- [DATA RECORDS]:
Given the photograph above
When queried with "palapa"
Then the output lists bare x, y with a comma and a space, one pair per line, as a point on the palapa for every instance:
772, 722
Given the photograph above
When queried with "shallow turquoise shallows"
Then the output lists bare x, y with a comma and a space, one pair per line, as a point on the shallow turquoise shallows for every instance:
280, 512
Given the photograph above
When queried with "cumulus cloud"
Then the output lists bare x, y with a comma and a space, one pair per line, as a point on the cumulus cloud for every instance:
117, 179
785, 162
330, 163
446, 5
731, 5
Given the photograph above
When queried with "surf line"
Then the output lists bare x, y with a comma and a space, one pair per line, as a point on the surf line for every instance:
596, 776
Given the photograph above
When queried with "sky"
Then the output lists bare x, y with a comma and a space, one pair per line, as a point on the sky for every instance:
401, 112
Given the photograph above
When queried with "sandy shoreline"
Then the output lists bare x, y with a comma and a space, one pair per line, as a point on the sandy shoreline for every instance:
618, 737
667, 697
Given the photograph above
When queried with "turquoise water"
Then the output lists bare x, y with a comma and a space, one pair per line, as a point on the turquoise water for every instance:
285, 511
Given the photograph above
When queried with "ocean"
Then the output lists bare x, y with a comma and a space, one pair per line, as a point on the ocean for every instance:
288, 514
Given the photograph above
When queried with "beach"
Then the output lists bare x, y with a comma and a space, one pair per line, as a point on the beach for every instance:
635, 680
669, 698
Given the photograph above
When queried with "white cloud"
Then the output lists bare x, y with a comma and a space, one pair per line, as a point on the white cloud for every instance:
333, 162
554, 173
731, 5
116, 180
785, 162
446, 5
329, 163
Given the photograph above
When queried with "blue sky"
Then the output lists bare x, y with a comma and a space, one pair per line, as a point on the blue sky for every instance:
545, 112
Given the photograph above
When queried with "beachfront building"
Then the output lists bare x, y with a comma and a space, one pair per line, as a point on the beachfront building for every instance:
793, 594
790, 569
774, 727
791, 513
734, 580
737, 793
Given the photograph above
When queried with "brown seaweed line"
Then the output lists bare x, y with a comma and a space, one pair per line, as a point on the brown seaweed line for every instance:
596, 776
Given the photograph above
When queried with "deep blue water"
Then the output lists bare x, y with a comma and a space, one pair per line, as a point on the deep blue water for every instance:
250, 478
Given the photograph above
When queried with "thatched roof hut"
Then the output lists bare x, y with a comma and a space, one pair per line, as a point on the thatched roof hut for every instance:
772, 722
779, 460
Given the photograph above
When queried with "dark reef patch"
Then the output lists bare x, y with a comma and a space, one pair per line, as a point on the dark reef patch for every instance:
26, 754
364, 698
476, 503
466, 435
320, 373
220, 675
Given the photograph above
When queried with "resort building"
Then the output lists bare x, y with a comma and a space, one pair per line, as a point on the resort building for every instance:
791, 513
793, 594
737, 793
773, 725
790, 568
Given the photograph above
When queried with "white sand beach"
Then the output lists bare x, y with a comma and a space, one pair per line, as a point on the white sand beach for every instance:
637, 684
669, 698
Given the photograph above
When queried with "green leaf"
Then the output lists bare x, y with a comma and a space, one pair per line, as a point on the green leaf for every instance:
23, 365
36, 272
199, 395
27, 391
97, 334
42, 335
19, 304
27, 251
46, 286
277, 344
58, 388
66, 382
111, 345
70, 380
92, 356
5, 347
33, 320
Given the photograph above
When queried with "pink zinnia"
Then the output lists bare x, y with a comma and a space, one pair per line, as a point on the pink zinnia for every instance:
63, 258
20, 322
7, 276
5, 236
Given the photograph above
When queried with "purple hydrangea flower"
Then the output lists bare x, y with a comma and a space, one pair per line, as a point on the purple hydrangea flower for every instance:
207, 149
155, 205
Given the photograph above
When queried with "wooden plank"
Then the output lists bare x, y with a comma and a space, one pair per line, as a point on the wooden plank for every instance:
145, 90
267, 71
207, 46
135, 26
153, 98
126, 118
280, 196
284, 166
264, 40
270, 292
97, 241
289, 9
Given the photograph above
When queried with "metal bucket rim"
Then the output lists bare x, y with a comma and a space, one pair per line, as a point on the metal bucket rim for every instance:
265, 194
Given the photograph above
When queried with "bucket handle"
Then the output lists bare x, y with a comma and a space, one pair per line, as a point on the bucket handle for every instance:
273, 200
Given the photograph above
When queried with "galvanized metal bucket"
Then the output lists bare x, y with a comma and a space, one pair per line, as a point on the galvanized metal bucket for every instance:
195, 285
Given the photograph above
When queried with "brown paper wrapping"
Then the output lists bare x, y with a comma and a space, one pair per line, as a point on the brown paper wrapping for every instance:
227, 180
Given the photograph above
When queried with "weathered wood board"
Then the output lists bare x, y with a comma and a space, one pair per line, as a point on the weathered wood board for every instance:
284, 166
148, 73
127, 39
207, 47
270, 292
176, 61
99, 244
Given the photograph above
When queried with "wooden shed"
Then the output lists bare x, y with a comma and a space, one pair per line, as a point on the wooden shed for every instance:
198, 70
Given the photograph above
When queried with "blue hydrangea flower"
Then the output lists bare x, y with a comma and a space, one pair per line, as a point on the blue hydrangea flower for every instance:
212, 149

- [WHAT YOU NEED TO DO]: Each entry needs to be transcribed exactly.

- [WRITTEN SOLUTION]:
Given the photograph above
When queried with "palapa"
Then the output lists bare x, y with a comma and a space, one pair per line, as a point on the palapa for every instance:
772, 722
Given the photograph above
When queried with "shallow turquoise shallows"
Then the output lists bare x, y with a comma and a space, one pair per line, as a point on the shallow turquoise shallows for every instance:
280, 512
Given the photograph above
When queried with "cumulus cloud"
Then the output lists bare x, y with a comma and a space, one pair per line, as a point on the cumulus cloud for every instance:
117, 179
785, 162
330, 163
446, 5
731, 5
Given the photograph above
When queried with "surf line"
Then the output lists bare x, y with a comma and a space, one pair per line, as a point on the surf line for every instance:
596, 776
Given the photograph above
When queried with "sky"
Then the output lists bare x, y with a comma and a space, one pair per line, as a point on the sky for every instance:
401, 112
Given the photograph above
When queried with "sandy shoreline"
Then the output lists bare x, y with a comma and a space, one pair per line, as a point on the sandy shoreline for every instance:
618, 737
667, 697
Given the photograph above
When queried with "turquoise water"
Then the output lists bare x, y with a comma and a space, one pair per line, as a point on the turquoise water for every instance:
285, 511
Given the photograph above
When queried with "ocean"
Then the output lists bare x, y with a comma and a space, one pair per line, as a point on the ocean for every instance:
288, 514
Given the photograph above
When queried with "beach"
Then the output lists bare x, y with a comma and a space, one pair per line, as a point on the beach for every instance:
635, 680
669, 698
Given the photograph above
When queried with "white cloud"
Then the output lists bare x, y with a comma and a space, one pair per line, as a point on the white cloud for every instance:
333, 162
554, 173
731, 5
116, 180
785, 162
446, 5
329, 163
Given the photograph above
When queried with "blue sky"
Then the output lists bare x, y with a comma and a space, one pair per line, as a point on the blue sky for every instance:
545, 112
Given the photograph above
When queried with "beachfront building"
Then the output lists bare x, y with a comma and a space, one pair per line, as a point on the beachfront building for every instance:
793, 594
790, 569
774, 727
791, 513
734, 580
737, 793
Given the photograph above
When queried with "brown seaweed line"
Then the output lists bare x, y with a comma and a space, one pair per line, as a point on the brown seaweed line for every instance:
596, 776
Given the photograph above
When queried with "deep blue water"
Then the output lists bare x, y with a comma and a space, one pair per line, as a point on the deep blue water for every instance:
250, 478
Given the photograph above
When queried with "thatched roof hut"
Then the output lists bare x, y with a comma and a space, one pair per line, as a point on the thatched roof hut for every instance:
772, 722
779, 460
Given the photograph above
When queried with "dark reef patch"
Then the output lists bare x, y with a comma and a space, one pair per line, as a point on the dark reef patch for every instance:
26, 754
364, 698
476, 503
466, 435
320, 373
220, 675
Given the photograph above
When queried with "resort building"
Then the output lists bare x, y with a comma and a space, one pair per line, as a point on the resort building for every instance:
791, 513
793, 594
737, 793
773, 725
790, 568
Given the photograph above
When queried with "white sand beach"
Then the output lists bare x, y with a comma and a space, one pair per line, as a point on the white sand beach for every instance:
637, 684
669, 698
Given the photograph above
When queried with "green leaf"
Then the output lists bare x, y with a comma and a space, one pair per line, as a point on the green leaf for every instance:
23, 365
36, 272
199, 395
27, 391
97, 334
42, 335
19, 304
27, 251
46, 286
277, 344
58, 388
66, 382
111, 345
70, 380
92, 356
5, 347
33, 320
Given the photograph above
When queried with "pink zinnia"
Then the output lists bare x, y with a comma and a space, one pair per line, as a point on the pink zinnia for every instance:
63, 258
20, 322
7, 276
5, 236
Given the photograph above
When queried with "purple hydrangea flower"
Then the output lists bare x, y with a comma and a space, one pair per line, as a point on the purple hydrangea flower for every instance:
207, 149
155, 205
Given the photograph above
When queried with "wooden plank"
Then the output lists bare x, y with a comma and a space, one pair per line, as a point on the wooden plank for every instance:
145, 90
267, 71
207, 46
135, 26
153, 98
126, 118
280, 196
284, 166
264, 40
270, 292
97, 241
289, 9
Given the photograph above
When queried with "metal bucket rim"
Then the output lists bare x, y with a comma and a space, one pair per line, as a point on the metal bucket rim for every instance:
265, 194
Given the photograph above
When queried with "bucket handle"
Then the output lists bare x, y with a comma and a space, one pair per line, as a point on the bucket handle for every instance:
273, 200
Given the photograph above
When queried with "galvanized metal bucket"
Then the output lists bare x, y with a comma and a space, one pair per line, as a point on the galvanized metal bucket for every instance:
195, 285
Given the photograph above
When queried with "brown paper wrapping"
Then the output lists bare x, y with a comma and a space, one pair per line, as a point on the brown paper wrapping for every instance:
227, 180
Given the photograph above
When queried with "weathered wood board"
Then the output lists bare x, y with a comma and a space, one pair per line, as a point on the weathered wood board for every instance:
284, 166
148, 73
127, 39
207, 47
270, 292
176, 61
99, 244
Given the photograph above
When queried with "wooden shed"
Then the output lists bare x, y with a comma and a space, one pair per line, as a point on the wooden shed for every instance:
198, 70
Given the photograph above
When queried with "blue hydrangea flower"
Then the output lists bare x, y with a comma and a space, one pair per line, as a point on the blue hydrangea flower for every instance:
212, 149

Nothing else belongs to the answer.